### Data supplied
....................

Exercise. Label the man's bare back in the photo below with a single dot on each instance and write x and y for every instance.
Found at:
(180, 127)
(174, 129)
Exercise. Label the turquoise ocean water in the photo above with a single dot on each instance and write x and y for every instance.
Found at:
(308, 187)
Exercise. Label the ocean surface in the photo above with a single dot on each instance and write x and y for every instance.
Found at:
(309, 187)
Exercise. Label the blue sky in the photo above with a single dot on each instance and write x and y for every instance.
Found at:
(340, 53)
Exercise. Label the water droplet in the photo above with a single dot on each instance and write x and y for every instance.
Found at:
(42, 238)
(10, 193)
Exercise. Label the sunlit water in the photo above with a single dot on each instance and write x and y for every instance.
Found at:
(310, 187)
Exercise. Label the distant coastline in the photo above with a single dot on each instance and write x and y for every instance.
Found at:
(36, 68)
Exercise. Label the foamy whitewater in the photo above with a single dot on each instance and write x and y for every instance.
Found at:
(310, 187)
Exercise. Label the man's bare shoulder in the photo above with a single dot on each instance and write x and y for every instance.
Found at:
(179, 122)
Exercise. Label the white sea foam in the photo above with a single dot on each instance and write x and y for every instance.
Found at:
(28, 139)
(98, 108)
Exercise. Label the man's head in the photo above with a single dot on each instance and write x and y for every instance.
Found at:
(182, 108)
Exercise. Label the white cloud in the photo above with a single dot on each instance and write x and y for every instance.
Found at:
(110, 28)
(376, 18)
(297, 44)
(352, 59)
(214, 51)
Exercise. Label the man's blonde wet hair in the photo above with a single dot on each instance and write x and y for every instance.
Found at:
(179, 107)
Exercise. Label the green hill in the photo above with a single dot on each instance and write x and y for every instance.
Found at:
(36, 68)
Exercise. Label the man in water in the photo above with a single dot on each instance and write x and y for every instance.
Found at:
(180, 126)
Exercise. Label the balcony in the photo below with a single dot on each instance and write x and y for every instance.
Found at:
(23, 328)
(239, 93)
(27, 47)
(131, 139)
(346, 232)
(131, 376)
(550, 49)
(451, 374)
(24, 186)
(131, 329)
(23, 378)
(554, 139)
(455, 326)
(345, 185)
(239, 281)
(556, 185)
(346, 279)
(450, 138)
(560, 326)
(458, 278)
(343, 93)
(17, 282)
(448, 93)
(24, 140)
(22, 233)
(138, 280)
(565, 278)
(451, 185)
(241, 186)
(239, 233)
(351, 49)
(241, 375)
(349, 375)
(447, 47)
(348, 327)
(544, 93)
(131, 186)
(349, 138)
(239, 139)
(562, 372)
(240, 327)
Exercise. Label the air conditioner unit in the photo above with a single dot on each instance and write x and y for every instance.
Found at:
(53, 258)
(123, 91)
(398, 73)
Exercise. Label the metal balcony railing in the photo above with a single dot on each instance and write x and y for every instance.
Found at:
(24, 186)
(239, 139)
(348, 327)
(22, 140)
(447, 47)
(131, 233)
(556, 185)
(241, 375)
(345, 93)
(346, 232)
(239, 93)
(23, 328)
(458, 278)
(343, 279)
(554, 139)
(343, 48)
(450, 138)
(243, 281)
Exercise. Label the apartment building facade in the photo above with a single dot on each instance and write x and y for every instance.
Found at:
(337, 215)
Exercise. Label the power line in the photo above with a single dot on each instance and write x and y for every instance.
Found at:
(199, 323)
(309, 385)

....................

### About this task
Retype the data exactly.

### Task output
Exercise. Label the man's bare back in the photo below with a single dot on each instance and write x and y for every instance.
Found at:
(180, 127)
(174, 129)
Exercise. Label the turquoise ocean water in the photo above with a single dot on each instance and write x and y for every instance.
Found at:
(308, 187)
Exercise. Label the ocean surface in the photo above with a single dot on each instance and write x and y for every instance.
Found at:
(309, 187)
Exercise. Label the blue sky in the photo above with a single dot on each instance and write x and y for every instance.
Found at:
(340, 53)
Exercise. Label the water droplet in the photo above with a single dot on each instance and write x and y for every instance.
Found at:
(42, 238)
(10, 193)
Exercise. Label the sunlit water in the photo above with a single dot on each instance and write x and y for every instance.
Found at:
(310, 187)
Exercise. Label the distant coastline in the photo above with a single dot on each instance and write x and y for every instance.
Found at:
(36, 68)
Exercise. Label the foamy whitewater in the photo above with a single dot on each instance and write x and y for every instance.
Found at:
(310, 187)
Exercise. Label the man's bare shoulder in the photo above with a single dot on each instance and write x and y for every instance.
Found at:
(179, 122)
Exercise. Label the white sea foam in the photo above with a single dot on each instance and write x and y for every instance.
Found at:
(28, 139)
(98, 108)
Exercise. Label the man's head in the photo above with a single dot on each instance and write x and y for every instance.
Found at:
(182, 108)
Exercise. Label the white cloud in the photo above with a single dot on each instance and write x and y for every instance.
Found at:
(110, 28)
(376, 18)
(297, 44)
(352, 59)
(214, 51)
Exercise. Label the man's blonde wet hair in the photo above with a single dot on each instance and write x and y for every instance.
Found at:
(179, 107)
Exercise. Label the green hill in the photo above with a single dot on each instance and write x and y for every instance.
Found at:
(36, 68)
Exercise. Label the man in water in the photo above with a single dot on each instance and write x and y for every instance.
Found at:
(180, 126)
Exercise. Label the balcony in the photo below with a single dot on each instance and write x and y for every instance.
Found at:
(23, 328)
(239, 93)
(27, 47)
(131, 139)
(346, 232)
(131, 376)
(550, 49)
(451, 374)
(24, 186)
(131, 329)
(23, 378)
(554, 139)
(455, 326)
(345, 185)
(239, 281)
(556, 185)
(346, 279)
(450, 138)
(560, 326)
(458, 278)
(343, 93)
(17, 282)
(448, 93)
(24, 140)
(22, 233)
(138, 280)
(565, 278)
(451, 185)
(241, 186)
(239, 233)
(351, 49)
(241, 375)
(349, 375)
(447, 47)
(348, 327)
(544, 93)
(131, 186)
(349, 138)
(239, 139)
(562, 372)
(240, 327)
Exercise. Label the air conditioner unit in the photo above with a single dot on each instance and write x and y for every instance.
Found at:
(53, 258)
(123, 91)
(398, 73)
Exercise. Label the metal balcony railing in the photo above with a single dot on each instance and write x and y for every instance.
Found at:
(24, 186)
(239, 139)
(348, 327)
(22, 140)
(447, 47)
(131, 233)
(556, 185)
(241, 375)
(345, 93)
(346, 232)
(239, 93)
(23, 328)
(458, 278)
(343, 279)
(554, 139)
(343, 48)
(450, 138)
(243, 281)
Exercise. Label the apartment building facade in the photo above with a single dot on each instance and write x and y for every instance.
Found at:
(337, 215)
Exercise. Label the power line in the photo above with a single dot on each instance and write x and y for every instance.
Found at:
(199, 323)
(309, 385)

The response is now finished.